_Extracted data entries_
+ + + + + + +

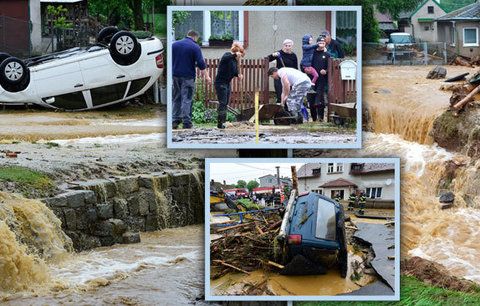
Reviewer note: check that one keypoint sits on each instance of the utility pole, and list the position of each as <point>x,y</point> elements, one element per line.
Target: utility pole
<point>294,178</point>
<point>278,176</point>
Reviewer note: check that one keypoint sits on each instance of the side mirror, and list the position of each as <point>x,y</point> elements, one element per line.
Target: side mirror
<point>50,100</point>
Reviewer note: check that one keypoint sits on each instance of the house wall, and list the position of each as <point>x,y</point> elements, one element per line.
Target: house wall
<point>268,30</point>
<point>459,48</point>
<point>418,28</point>
<point>36,30</point>
<point>363,181</point>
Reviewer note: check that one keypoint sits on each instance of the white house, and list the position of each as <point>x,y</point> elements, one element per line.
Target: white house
<point>329,179</point>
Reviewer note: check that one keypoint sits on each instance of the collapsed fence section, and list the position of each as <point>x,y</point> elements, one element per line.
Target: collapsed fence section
<point>255,79</point>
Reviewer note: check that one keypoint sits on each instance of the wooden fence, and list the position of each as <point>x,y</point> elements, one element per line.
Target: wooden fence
<point>255,78</point>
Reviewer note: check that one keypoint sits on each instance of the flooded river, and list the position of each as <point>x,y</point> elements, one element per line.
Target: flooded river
<point>165,268</point>
<point>402,107</point>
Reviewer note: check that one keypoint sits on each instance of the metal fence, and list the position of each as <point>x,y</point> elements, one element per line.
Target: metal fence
<point>14,36</point>
<point>411,54</point>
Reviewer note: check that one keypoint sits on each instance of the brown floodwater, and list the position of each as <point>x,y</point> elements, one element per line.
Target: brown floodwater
<point>327,284</point>
<point>400,100</point>
<point>37,266</point>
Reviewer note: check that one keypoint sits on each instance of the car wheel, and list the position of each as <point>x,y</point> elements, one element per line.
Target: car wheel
<point>105,35</point>
<point>4,56</point>
<point>14,75</point>
<point>125,48</point>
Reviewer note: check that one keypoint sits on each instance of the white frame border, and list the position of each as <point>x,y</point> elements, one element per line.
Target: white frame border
<point>252,145</point>
<point>394,297</point>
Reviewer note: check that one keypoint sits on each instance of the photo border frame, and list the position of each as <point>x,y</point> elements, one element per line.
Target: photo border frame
<point>289,298</point>
<point>252,145</point>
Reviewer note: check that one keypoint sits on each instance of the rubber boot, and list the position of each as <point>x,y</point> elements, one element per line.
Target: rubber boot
<point>221,121</point>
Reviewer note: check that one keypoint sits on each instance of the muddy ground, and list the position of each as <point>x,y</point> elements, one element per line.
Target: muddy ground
<point>241,133</point>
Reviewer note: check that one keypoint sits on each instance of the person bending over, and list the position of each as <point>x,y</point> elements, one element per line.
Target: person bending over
<point>227,70</point>
<point>300,85</point>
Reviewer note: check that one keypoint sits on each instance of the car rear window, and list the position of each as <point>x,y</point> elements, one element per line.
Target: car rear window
<point>401,39</point>
<point>326,221</point>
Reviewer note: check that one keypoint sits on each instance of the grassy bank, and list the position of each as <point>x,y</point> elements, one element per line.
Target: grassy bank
<point>26,181</point>
<point>415,292</point>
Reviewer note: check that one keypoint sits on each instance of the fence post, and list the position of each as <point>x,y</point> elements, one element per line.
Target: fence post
<point>445,53</point>
<point>393,55</point>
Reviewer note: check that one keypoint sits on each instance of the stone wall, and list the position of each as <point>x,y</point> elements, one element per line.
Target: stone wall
<point>103,212</point>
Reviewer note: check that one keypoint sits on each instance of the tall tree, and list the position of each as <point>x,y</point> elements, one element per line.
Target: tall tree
<point>137,9</point>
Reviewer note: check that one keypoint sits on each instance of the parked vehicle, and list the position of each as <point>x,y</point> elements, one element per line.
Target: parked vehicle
<point>400,45</point>
<point>314,227</point>
<point>119,67</point>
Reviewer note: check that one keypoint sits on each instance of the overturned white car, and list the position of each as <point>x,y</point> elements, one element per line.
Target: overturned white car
<point>119,67</point>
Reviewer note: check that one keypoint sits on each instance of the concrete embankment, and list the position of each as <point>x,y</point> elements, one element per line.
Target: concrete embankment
<point>103,212</point>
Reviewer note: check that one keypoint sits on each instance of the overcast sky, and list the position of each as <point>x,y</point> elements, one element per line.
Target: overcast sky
<point>232,172</point>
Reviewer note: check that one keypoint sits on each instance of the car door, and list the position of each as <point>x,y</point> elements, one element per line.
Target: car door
<point>106,80</point>
<point>58,78</point>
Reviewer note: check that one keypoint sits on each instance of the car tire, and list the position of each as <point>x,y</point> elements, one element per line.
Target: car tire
<point>14,75</point>
<point>124,48</point>
<point>105,35</point>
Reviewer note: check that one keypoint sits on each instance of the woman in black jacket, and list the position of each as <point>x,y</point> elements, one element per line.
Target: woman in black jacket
<point>227,70</point>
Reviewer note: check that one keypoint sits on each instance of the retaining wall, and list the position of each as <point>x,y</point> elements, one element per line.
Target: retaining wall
<point>103,212</point>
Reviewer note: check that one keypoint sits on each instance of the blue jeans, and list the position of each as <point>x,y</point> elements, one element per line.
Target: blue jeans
<point>183,90</point>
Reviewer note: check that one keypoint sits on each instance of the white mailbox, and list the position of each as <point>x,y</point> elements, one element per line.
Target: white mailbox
<point>348,70</point>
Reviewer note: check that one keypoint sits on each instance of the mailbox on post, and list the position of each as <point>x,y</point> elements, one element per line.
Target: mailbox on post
<point>348,70</point>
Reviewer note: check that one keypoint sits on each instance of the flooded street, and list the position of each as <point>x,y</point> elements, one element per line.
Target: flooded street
<point>401,122</point>
<point>267,134</point>
<point>162,269</point>
<point>35,126</point>
<point>404,102</point>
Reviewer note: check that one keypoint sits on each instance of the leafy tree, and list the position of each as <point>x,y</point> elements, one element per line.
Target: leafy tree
<point>252,185</point>
<point>370,30</point>
<point>241,184</point>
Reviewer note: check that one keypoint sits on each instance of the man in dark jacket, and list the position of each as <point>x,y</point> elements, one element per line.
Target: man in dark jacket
<point>285,58</point>
<point>320,63</point>
<point>334,48</point>
<point>186,57</point>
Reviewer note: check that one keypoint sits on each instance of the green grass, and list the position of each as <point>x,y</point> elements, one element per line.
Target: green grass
<point>160,24</point>
<point>25,177</point>
<point>415,292</point>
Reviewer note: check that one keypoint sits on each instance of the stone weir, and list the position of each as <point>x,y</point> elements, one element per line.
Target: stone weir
<point>103,212</point>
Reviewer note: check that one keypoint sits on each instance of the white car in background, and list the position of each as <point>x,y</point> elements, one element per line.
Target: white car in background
<point>119,67</point>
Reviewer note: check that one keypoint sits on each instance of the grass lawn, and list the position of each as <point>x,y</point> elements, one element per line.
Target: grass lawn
<point>160,24</point>
<point>415,292</point>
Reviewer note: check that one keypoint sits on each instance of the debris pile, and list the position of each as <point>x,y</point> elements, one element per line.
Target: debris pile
<point>245,247</point>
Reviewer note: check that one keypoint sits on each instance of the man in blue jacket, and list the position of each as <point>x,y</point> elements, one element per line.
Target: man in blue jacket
<point>186,57</point>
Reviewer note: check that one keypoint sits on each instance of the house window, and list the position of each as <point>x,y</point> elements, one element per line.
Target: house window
<point>334,168</point>
<point>452,35</point>
<point>375,192</point>
<point>334,194</point>
<point>213,25</point>
<point>470,37</point>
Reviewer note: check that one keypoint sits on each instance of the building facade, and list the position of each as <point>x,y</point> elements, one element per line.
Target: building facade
<point>332,179</point>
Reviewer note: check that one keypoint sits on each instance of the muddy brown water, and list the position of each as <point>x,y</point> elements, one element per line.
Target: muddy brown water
<point>161,269</point>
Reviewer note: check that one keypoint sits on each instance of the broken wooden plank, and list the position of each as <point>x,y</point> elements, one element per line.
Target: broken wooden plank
<point>467,99</point>
<point>230,266</point>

+ + + + + + +

_Problem to work on_
Starting at the first of the rows and ending with the line that contains "<point>255,78</point>", swap "keypoint" for "marker" and reproduce those lines with nothing else changed. Omit the pictures from your answer.

_Result_
Reviewer note: check that one marker sits on each instance of the utility pole, and list the position of each as <point>x,y</point> elements, one element per line.
Target: utility pole
<point>294,178</point>
<point>278,176</point>
Reviewer note: check that one marker sits on each instance of the side mirror, and list the position of each as <point>x,y</point> elements, one element per line.
Target: side mirror
<point>50,100</point>
Reviewer note: check that one marker sits on each instance of the house wall, and list the position of each as <point>x,y</point> elements, one element per line.
Target: house wall
<point>268,30</point>
<point>459,48</point>
<point>418,28</point>
<point>36,30</point>
<point>363,181</point>
Reviewer note: check that one marker sits on each instance of the white house, and list the position of each as <point>x,y</point> elements, one element per line.
Target: white house
<point>329,179</point>
Reviewer note: check that one marker sits on each instance of the collapsed fence section, and list the position of each as <point>x,y</point> elements, one element per line.
Target: collapsed fence section
<point>255,79</point>
Reviewer note: check that one marker sits on each instance of the wooden fence, and list the position of each as <point>x,y</point> elements, one element per line.
Target: wooden fence
<point>255,78</point>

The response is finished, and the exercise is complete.